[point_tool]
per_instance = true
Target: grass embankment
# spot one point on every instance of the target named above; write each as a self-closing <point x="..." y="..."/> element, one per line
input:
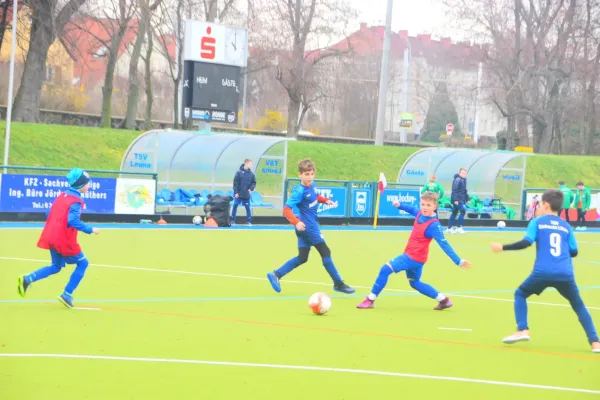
<point x="98" y="148"/>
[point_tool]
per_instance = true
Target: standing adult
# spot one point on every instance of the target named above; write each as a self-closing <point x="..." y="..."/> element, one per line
<point x="568" y="199"/>
<point x="459" y="199"/>
<point x="244" y="184"/>
<point x="433" y="186"/>
<point x="583" y="199"/>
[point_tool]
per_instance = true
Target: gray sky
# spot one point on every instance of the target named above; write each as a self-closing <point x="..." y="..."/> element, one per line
<point x="416" y="16"/>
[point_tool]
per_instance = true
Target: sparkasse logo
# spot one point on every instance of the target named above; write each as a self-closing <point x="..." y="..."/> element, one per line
<point x="208" y="45"/>
<point x="415" y="172"/>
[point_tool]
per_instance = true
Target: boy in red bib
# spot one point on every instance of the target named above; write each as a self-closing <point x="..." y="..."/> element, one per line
<point x="60" y="237"/>
<point x="425" y="228"/>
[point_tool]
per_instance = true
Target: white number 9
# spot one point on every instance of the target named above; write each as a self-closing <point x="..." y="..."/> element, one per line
<point x="555" y="248"/>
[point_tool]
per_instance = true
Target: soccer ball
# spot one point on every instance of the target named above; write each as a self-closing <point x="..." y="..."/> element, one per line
<point x="319" y="303"/>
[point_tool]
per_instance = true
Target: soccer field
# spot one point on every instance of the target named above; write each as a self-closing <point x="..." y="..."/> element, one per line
<point x="189" y="313"/>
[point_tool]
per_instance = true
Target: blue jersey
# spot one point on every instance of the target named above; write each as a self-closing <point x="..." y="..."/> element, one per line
<point x="555" y="241"/>
<point x="304" y="200"/>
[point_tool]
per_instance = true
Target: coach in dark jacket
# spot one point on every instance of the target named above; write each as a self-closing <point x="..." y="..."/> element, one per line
<point x="459" y="199"/>
<point x="244" y="184"/>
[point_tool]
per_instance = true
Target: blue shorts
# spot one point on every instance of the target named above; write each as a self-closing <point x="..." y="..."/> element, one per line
<point x="309" y="238"/>
<point x="237" y="201"/>
<point x="536" y="285"/>
<point x="58" y="260"/>
<point x="414" y="269"/>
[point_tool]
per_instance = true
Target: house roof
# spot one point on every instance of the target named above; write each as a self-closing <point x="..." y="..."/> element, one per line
<point x="369" y="41"/>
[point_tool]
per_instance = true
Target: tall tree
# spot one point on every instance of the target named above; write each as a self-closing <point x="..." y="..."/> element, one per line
<point x="5" y="6"/>
<point x="47" y="23"/>
<point x="305" y="31"/>
<point x="441" y="111"/>
<point x="134" y="94"/>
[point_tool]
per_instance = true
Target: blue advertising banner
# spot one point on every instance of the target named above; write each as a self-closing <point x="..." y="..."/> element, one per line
<point x="336" y="194"/>
<point x="362" y="203"/>
<point x="36" y="193"/>
<point x="406" y="196"/>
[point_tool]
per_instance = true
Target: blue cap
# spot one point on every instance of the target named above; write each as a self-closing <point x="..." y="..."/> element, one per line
<point x="78" y="178"/>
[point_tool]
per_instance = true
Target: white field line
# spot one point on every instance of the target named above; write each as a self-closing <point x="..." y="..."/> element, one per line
<point x="286" y="281"/>
<point x="456" y="329"/>
<point x="307" y="368"/>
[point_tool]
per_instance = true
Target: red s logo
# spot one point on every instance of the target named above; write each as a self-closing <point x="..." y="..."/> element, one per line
<point x="208" y="46"/>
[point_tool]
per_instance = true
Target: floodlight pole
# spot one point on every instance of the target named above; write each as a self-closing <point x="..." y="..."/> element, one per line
<point x="477" y="105"/>
<point x="383" y="77"/>
<point x="11" y="79"/>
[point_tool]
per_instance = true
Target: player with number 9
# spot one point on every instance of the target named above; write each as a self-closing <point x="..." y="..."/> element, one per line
<point x="553" y="267"/>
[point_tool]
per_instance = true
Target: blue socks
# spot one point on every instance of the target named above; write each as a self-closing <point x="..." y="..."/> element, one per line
<point x="381" y="281"/>
<point x="384" y="274"/>
<point x="76" y="277"/>
<point x="521" y="309"/>
<point x="425" y="289"/>
<point x="461" y="218"/>
<point x="288" y="267"/>
<point x="331" y="269"/>
<point x="42" y="273"/>
<point x="74" y="281"/>
<point x="295" y="262"/>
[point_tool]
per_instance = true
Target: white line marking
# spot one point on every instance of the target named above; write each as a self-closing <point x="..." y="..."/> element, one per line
<point x="287" y="281"/>
<point x="308" y="368"/>
<point x="456" y="329"/>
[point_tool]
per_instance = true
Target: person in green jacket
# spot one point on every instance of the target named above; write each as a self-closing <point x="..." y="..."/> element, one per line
<point x="583" y="198"/>
<point x="568" y="201"/>
<point x="433" y="186"/>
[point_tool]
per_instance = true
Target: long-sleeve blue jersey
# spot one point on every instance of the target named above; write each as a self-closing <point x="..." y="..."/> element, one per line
<point x="555" y="245"/>
<point x="74" y="219"/>
<point x="434" y="231"/>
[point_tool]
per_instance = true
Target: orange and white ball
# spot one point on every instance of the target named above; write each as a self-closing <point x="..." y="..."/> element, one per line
<point x="319" y="303"/>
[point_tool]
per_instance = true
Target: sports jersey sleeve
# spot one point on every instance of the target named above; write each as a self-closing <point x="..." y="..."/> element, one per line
<point x="409" y="209"/>
<point x="293" y="201"/>
<point x="573" y="249"/>
<point x="435" y="231"/>
<point x="531" y="233"/>
<point x="75" y="221"/>
<point x="296" y="197"/>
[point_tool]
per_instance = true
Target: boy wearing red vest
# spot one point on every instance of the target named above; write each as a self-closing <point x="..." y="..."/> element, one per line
# # #
# Problem details:
Find and show each line of the listing with the word "ball".

# Output for this task:
Target: soccer ball
Target: orange and white ball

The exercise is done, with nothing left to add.